Provided text:
Some 35,000 small businesses nationwide submitted applications for consideration for a $250,000 grant from Chase and a trip to Google headquarters. Businesses that received 250 votes or more moved to the judging phase; 12 judges then selected the final 12 businesses. More than 1.7 million people voted for their favorite business and here are the winners:
- Curious Jane of Brooklyn offers after-school and summer camp science, engineering, and design programs for girls. Owner Samantha Razook Murphy suggests, “Be resourceful and don’t give up on your idea.” She adds, “We’re running very basic programs in six other states. The grant will help our camp directors to develop those programs more fully.”
- Overnight Success of Miami, creates jobs for Miami’s African American community. Understand the tax system, says owner, Samuel Lee Gilmore, Jr., “If you lose track, it’s a rude awakening.” He plans on buying equipment to better compete for contracts.
- The Robot Garage, Birmingham, offers children a place to learn and create with Legos and robotics. Co-founder Jonathan Jacobs says, “I thought I’d be building robots all day, but … I spend a lot of my day running the business.” Jacobs will update the website, open a second location, and “set up a mobile unit.”

Problem statement: Reproduce the stretch of the grant-winners passage from "- Overnight Success" through "compete for contracts.". The data is separate material and is unrelated to the passage on the small-business grant winners.

Information supplied:
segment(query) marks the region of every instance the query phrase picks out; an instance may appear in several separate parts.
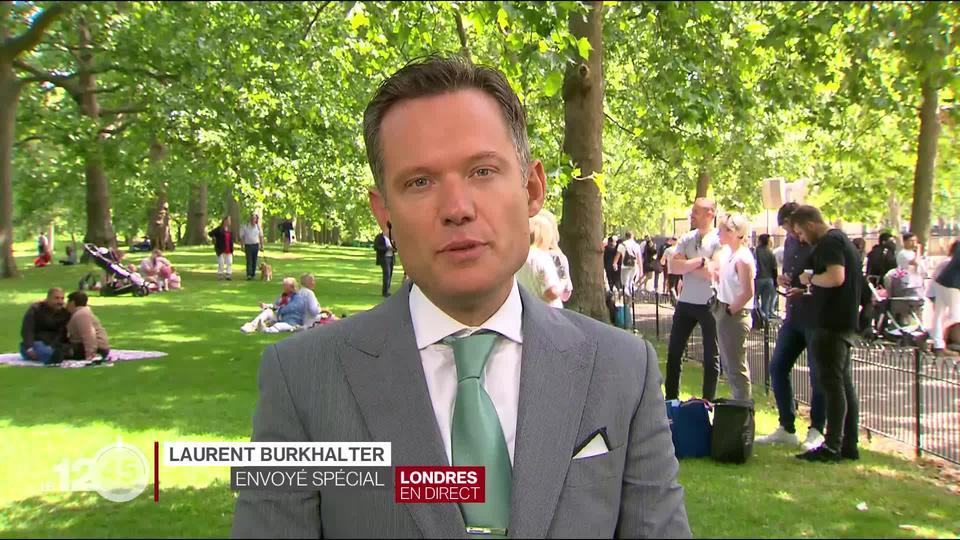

Solution below:
- Overnight Success of Miami, creates jobs for Miami’s African American community. Understand the tax system, says owner, Samuel Lee Gilmore, Jr., “If you lose track, it’s a rude awakening.” He plans on buying equipment to better compete for contracts.